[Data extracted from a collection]
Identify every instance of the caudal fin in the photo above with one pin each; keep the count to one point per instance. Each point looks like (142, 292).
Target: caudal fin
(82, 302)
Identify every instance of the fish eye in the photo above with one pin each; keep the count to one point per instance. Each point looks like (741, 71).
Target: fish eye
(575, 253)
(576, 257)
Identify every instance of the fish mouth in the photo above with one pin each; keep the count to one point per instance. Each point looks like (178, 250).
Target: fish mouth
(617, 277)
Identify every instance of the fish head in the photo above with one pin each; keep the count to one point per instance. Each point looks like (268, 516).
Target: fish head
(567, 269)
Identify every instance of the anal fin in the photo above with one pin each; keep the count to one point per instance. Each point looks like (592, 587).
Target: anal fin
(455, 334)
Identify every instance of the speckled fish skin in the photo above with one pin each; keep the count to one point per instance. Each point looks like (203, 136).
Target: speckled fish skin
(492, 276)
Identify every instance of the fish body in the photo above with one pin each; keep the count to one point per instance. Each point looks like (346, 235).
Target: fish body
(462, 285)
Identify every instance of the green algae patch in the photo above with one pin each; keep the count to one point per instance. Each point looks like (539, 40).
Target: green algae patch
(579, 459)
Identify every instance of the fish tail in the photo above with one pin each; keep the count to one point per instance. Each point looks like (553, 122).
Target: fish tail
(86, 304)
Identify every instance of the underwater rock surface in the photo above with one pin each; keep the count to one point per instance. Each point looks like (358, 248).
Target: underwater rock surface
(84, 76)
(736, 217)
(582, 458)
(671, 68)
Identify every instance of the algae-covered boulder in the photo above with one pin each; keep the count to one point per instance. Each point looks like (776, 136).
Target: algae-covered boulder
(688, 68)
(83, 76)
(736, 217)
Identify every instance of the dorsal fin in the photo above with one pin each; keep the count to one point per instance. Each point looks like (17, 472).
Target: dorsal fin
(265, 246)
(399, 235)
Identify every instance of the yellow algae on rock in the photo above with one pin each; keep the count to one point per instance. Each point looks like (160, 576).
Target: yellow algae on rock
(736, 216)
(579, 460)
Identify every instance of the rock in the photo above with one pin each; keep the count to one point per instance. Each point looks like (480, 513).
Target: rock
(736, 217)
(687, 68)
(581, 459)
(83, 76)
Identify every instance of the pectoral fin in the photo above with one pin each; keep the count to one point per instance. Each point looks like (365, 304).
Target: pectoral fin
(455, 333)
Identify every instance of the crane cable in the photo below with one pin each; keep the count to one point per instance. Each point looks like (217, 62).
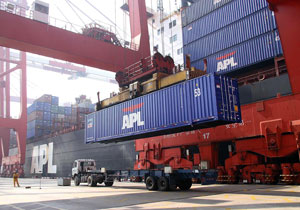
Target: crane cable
(105, 17)
(75, 11)
(66, 18)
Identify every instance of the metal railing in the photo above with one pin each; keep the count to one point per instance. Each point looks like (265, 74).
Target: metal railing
(27, 13)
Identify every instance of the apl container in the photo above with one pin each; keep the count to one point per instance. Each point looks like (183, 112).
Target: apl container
(206, 101)
(245, 54)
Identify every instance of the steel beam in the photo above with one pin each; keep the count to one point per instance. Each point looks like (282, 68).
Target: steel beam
(32, 36)
(288, 21)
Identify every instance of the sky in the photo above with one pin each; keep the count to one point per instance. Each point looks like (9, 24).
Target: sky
(63, 13)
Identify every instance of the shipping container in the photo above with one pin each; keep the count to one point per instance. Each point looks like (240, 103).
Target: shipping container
(35, 115)
(245, 54)
(243, 30)
(205, 101)
(55, 100)
(218, 12)
(45, 98)
(36, 106)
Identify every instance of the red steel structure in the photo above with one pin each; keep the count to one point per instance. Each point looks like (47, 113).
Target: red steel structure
(264, 148)
(32, 36)
(6, 122)
(24, 34)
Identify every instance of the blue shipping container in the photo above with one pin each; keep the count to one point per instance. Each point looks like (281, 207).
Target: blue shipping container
(248, 53)
(36, 106)
(54, 100)
(222, 17)
(206, 101)
(245, 29)
(199, 9)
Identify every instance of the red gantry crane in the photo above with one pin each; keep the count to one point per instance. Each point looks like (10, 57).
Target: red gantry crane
(28, 35)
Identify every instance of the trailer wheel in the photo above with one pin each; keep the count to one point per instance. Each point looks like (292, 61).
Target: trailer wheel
(91, 182)
(185, 184)
(109, 184)
(163, 183)
(76, 181)
(151, 183)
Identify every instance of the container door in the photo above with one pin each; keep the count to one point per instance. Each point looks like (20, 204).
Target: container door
(90, 128)
(228, 99)
(203, 99)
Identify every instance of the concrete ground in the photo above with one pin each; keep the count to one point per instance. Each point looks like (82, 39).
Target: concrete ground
(135, 196)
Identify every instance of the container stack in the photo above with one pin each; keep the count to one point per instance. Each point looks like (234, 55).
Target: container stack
(45, 116)
(40, 116)
(82, 107)
(229, 34)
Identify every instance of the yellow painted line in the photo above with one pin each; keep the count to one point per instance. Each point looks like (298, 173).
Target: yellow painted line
(288, 200)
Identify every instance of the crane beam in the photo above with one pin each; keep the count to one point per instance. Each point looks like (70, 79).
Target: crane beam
(32, 36)
(288, 21)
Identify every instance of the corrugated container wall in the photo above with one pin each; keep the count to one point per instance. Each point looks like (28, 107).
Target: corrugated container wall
(206, 101)
(231, 36)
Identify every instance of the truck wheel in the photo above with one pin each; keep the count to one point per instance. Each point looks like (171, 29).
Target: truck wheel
(108, 184)
(185, 184)
(76, 181)
(163, 183)
(151, 183)
(91, 182)
(172, 185)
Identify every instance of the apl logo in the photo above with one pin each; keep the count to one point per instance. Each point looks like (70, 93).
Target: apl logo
(227, 61)
(42, 155)
(133, 118)
(90, 123)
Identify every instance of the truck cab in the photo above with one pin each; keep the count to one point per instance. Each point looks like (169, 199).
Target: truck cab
(85, 171)
(83, 165)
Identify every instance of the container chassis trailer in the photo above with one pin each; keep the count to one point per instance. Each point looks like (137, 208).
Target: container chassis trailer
(162, 179)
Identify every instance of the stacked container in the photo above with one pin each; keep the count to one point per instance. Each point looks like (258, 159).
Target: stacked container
(45, 116)
(229, 34)
(40, 115)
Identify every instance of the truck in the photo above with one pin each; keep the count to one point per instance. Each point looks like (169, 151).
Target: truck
(85, 171)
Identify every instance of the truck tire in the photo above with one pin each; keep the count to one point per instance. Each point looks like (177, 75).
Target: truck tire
(91, 182)
(76, 181)
(163, 183)
(151, 183)
(185, 184)
(172, 184)
(109, 184)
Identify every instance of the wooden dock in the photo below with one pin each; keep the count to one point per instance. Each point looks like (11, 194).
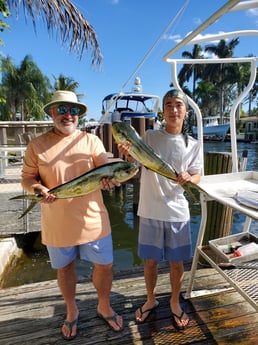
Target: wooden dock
(33, 314)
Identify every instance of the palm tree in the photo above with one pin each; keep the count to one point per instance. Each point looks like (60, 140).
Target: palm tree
(221, 74)
(24, 88)
(191, 70)
(63, 16)
(65, 83)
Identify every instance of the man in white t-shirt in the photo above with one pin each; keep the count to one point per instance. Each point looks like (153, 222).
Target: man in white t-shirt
(164, 230)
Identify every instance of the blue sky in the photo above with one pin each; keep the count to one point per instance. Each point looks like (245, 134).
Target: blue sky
(129, 32)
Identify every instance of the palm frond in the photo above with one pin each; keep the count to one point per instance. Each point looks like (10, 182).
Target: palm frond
(63, 16)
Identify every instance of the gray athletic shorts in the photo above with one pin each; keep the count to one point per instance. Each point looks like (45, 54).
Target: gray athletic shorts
(159, 240)
(99, 252)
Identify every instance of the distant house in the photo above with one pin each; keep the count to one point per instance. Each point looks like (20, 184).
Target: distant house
(250, 127)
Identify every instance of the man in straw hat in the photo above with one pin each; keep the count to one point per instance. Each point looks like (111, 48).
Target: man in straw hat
(74, 226)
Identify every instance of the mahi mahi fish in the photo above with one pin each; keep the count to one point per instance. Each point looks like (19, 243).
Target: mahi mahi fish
(120, 171)
(144, 154)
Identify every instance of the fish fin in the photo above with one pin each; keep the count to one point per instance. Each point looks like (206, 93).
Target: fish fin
(32, 204)
(33, 197)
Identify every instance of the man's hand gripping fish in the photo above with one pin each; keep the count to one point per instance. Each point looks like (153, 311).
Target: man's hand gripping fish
(145, 155)
(86, 183)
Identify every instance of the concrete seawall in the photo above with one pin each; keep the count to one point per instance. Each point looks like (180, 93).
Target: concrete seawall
(8, 249)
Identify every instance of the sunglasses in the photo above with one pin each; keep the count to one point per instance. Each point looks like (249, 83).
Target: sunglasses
(62, 109)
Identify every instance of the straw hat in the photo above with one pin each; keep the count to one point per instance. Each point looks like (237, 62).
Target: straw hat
(65, 97)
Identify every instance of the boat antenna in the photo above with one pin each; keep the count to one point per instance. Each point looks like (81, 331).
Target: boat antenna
(178, 14)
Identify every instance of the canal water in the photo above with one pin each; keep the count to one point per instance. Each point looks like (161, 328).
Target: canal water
(34, 265)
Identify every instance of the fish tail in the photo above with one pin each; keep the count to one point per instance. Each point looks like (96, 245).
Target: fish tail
(32, 197)
(32, 204)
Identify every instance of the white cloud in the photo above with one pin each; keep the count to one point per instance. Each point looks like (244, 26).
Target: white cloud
(253, 12)
(197, 21)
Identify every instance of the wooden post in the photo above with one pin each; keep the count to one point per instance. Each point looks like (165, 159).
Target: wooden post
(219, 217)
(139, 124)
(107, 137)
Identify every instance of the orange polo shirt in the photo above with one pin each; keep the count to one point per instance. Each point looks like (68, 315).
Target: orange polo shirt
(54, 159)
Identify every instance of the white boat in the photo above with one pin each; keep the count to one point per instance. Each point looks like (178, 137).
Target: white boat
(212, 130)
(124, 106)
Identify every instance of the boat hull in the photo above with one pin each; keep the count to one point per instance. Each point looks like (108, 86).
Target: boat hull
(217, 132)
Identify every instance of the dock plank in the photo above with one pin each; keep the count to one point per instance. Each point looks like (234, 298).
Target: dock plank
(34, 313)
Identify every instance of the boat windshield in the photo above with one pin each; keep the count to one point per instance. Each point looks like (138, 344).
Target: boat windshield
(130, 102)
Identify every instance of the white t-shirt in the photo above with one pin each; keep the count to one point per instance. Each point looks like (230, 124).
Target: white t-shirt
(160, 197)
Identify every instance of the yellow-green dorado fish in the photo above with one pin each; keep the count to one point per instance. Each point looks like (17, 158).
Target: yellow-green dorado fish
(120, 171)
(144, 154)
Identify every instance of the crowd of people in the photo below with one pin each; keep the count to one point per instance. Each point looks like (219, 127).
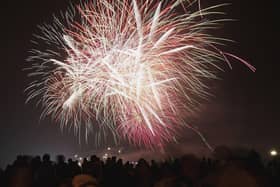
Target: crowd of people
(223, 169)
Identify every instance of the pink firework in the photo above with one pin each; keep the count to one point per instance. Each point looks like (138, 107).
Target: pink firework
(135, 68)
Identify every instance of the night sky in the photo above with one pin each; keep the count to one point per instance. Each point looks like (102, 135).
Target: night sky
(243, 112)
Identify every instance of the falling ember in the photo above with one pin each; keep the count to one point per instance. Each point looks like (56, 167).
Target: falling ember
(134, 68)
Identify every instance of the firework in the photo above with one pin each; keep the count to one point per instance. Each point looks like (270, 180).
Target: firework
(136, 69)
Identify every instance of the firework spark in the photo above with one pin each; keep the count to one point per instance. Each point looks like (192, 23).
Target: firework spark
(135, 68)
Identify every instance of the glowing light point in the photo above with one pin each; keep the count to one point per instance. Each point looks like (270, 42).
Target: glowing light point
(273, 153)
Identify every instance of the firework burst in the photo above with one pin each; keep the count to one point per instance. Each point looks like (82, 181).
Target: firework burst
(134, 68)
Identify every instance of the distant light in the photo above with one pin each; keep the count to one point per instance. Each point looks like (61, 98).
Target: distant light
(80, 164)
(273, 152)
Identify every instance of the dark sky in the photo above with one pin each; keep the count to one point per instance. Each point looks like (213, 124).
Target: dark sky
(244, 111)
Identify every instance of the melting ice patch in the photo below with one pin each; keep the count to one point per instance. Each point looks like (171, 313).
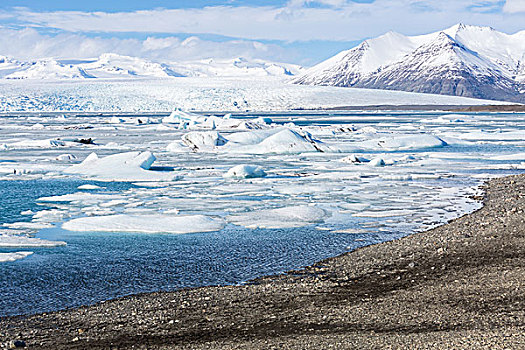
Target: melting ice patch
(287, 217)
(24, 241)
(9, 257)
(245, 171)
(403, 142)
(276, 140)
(129, 166)
(145, 224)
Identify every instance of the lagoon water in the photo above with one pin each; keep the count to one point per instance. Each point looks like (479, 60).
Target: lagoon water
(417, 187)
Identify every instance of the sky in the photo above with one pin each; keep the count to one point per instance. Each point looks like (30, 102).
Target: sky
(294, 31)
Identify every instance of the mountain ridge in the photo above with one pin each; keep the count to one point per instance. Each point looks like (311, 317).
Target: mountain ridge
(462, 60)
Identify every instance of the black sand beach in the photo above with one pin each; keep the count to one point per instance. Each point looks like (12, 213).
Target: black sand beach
(460, 286)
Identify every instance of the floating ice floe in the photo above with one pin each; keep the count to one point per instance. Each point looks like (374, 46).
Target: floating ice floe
(288, 217)
(179, 116)
(16, 241)
(9, 257)
(355, 159)
(515, 156)
(187, 120)
(28, 225)
(129, 166)
(83, 197)
(403, 142)
(377, 162)
(276, 140)
(88, 187)
(145, 224)
(66, 157)
(245, 171)
(490, 136)
(51, 143)
(203, 140)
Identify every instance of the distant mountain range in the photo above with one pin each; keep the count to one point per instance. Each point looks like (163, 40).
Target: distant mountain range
(463, 60)
(117, 66)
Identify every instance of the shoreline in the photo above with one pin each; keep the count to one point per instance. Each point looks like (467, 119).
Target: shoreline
(453, 286)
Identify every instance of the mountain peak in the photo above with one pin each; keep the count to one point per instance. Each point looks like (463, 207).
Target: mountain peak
(462, 60)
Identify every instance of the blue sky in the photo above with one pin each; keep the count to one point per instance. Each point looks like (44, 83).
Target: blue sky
(298, 31)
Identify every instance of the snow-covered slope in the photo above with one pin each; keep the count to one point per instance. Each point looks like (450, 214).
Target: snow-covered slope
(47, 69)
(111, 65)
(462, 60)
(236, 67)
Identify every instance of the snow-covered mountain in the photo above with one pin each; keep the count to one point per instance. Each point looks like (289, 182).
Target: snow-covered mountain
(49, 69)
(111, 65)
(462, 60)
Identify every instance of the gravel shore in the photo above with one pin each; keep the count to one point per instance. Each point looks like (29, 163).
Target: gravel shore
(459, 286)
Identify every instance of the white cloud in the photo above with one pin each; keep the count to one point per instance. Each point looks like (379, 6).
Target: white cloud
(336, 20)
(28, 43)
(514, 6)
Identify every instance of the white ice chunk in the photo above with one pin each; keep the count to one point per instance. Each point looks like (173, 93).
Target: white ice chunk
(80, 197)
(129, 166)
(88, 187)
(377, 162)
(245, 171)
(287, 217)
(205, 139)
(36, 144)
(355, 159)
(145, 224)
(282, 141)
(9, 257)
(28, 225)
(404, 142)
(515, 156)
(10, 241)
(65, 157)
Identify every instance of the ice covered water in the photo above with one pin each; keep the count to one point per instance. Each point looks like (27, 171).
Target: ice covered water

> [What you should do]:
Go down the entries above from the line containing "Target: white t-shirt" to the line containing "Identify every instance of the firework spark" and write out each line exactly, leaving pictures out.

> [Written solution]:
Target: white t-shirt
(160, 197)
Identify every instance of the yellow-green dorado fish in the photo above with one pin each; keep the count to one point per instance. Each point looks like (17, 158).
Target: yellow-green dorado fish
(120, 171)
(144, 154)
Identify every instance of the crowd of people in the photo below with one pin each; keep the count to one point per instance. Each point looks like (219, 127).
Target: crowd of people
(223, 169)
Identify every instance of the pink firework in the photo above with one pin each; keep the count to one point per instance. Each point looks like (138, 107).
Target: pink firework
(135, 68)
Identify every instance of the night sky in the photo above with one pin each; keep the count to one point per instance. Each point looks like (102, 135).
Target: night sky
(243, 112)
Identify every instance of the falling ember in the photo above with one pin each; keep the count to one point per instance. Each point looks like (56, 167).
Target: falling ember
(134, 68)
Identify every instance of the firework in the photo above with one pin each; keep the count to one point per instance. Each point looks like (270, 180).
Target: firework
(136, 69)
Identify every instance of the firework spark in the photo above with one pin each; keep the count to one point per instance. Each point looks like (192, 23).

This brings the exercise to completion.